--- begin MATERIAL SUPPLIED ---

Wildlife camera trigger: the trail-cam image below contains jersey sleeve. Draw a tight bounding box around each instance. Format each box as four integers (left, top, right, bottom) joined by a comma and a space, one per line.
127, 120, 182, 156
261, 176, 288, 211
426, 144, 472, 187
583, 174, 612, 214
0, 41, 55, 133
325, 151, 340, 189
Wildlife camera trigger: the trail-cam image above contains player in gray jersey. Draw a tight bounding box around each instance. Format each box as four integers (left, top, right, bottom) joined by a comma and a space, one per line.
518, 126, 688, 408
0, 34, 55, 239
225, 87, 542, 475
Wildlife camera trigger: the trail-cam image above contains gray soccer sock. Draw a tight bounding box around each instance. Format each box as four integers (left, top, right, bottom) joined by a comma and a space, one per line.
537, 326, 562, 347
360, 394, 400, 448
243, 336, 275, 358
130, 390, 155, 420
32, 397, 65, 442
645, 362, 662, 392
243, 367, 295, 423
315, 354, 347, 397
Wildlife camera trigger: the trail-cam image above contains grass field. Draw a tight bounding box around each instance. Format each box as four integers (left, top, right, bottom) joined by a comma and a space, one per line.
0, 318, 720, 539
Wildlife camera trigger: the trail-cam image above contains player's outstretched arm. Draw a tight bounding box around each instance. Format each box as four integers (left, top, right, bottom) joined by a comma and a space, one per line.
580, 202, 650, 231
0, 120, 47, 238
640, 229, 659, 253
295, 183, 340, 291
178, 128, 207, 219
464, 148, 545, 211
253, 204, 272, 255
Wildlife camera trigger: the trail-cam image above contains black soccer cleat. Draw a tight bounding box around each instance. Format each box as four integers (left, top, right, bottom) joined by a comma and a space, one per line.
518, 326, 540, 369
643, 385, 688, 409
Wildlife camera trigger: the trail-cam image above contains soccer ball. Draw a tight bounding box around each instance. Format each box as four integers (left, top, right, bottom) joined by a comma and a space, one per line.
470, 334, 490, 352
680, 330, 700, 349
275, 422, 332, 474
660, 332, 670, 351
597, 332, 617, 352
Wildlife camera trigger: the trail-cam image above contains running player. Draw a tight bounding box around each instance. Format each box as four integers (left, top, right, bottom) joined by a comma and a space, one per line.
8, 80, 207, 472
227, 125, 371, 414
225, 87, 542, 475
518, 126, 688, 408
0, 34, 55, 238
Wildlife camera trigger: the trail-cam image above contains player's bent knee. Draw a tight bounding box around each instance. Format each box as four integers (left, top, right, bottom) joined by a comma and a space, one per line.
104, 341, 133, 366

--- end MATERIAL SUPPLIED ---
--- begin MATERIAL SUPPLIED ---

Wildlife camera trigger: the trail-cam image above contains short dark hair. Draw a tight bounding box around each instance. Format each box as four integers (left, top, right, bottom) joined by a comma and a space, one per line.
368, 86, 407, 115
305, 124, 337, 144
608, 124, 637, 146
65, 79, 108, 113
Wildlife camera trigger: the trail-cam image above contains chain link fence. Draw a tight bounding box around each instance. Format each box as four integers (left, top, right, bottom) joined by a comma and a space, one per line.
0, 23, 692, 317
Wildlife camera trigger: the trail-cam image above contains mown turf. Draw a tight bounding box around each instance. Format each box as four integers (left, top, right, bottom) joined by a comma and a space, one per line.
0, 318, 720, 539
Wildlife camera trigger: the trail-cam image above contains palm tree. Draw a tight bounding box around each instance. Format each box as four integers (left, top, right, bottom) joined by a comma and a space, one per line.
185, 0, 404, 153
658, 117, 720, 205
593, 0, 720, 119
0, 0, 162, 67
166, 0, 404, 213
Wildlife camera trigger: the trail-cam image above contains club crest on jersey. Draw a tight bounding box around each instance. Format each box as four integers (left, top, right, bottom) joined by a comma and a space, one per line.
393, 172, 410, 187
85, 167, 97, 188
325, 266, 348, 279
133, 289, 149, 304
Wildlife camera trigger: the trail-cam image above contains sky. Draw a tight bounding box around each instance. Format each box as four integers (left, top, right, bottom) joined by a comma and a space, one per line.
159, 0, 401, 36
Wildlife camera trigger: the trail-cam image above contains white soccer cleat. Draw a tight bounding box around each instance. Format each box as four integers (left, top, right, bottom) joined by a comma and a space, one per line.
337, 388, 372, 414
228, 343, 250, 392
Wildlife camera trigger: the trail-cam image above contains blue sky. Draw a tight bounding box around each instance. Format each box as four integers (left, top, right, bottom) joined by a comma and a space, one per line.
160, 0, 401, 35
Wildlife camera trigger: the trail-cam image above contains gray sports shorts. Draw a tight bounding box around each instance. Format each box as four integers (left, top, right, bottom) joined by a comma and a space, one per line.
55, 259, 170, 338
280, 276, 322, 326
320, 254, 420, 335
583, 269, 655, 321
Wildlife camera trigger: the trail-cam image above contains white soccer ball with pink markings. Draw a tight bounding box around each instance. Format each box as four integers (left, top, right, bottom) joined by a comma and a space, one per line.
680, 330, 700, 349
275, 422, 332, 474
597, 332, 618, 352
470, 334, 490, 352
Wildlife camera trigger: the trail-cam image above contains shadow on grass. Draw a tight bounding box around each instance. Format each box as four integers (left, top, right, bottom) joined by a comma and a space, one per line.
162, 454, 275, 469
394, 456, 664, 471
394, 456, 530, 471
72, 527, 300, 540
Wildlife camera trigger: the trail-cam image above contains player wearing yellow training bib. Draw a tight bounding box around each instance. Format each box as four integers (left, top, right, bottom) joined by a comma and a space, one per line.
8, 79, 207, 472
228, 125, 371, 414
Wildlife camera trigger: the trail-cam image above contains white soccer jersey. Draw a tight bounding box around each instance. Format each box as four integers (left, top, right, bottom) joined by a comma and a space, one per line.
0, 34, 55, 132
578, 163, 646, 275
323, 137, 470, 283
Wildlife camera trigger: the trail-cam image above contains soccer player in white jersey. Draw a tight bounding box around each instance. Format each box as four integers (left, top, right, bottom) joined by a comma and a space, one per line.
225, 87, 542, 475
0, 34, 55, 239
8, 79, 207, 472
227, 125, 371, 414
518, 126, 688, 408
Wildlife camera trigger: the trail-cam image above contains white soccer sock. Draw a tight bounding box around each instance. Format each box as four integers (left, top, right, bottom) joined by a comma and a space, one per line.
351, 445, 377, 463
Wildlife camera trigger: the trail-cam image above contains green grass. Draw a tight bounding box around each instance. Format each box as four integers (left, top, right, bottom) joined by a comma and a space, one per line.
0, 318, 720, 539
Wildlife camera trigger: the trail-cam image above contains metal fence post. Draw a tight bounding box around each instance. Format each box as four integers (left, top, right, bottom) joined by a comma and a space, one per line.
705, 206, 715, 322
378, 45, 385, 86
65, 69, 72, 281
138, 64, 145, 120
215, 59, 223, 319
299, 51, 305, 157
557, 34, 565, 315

--- end MATERIAL SUPPLIED ---

## TASK GOAL
Put everything in the entries above, from the line containing "Wildlife camera trigger: the trail-cam image above contains palm" down to the line containing "159, 0, 401, 36", with both of those lines included, into a numbered list, one line per item and no blank lines. Leave out all other lines.

## SOLUTION TO THIS EXERCISE
1. Wildlife camera trigger: the trail-cam image above contains palm tree. Draw a tight bounding box around each instance. Format each box as four integers (left, top, right, bottom) joined by a comma and a space, one per line.
2. 185, 0, 404, 153
3. 658, 117, 720, 205
4. 593, 0, 720, 119
5. 0, 0, 162, 67
6. 166, 0, 404, 213
7. Wildlife camera trigger: the trail-cam image above contains club crest on jersey. Draw a tight bounding box around each instance. Format each box as four integers (left, top, right, bottom) joined by a comma and a space, one per line.
8. 393, 172, 410, 187
9. 85, 167, 97, 188
10. 325, 266, 348, 279
11. 133, 289, 149, 304
12. Wildlife camera trigger: the trail-cam image above contains sky. Draw a tight bounding box around each instance. Format each box as four integers (left, top, right, bottom) joined by a comma and a space, one per line.
13. 159, 0, 401, 36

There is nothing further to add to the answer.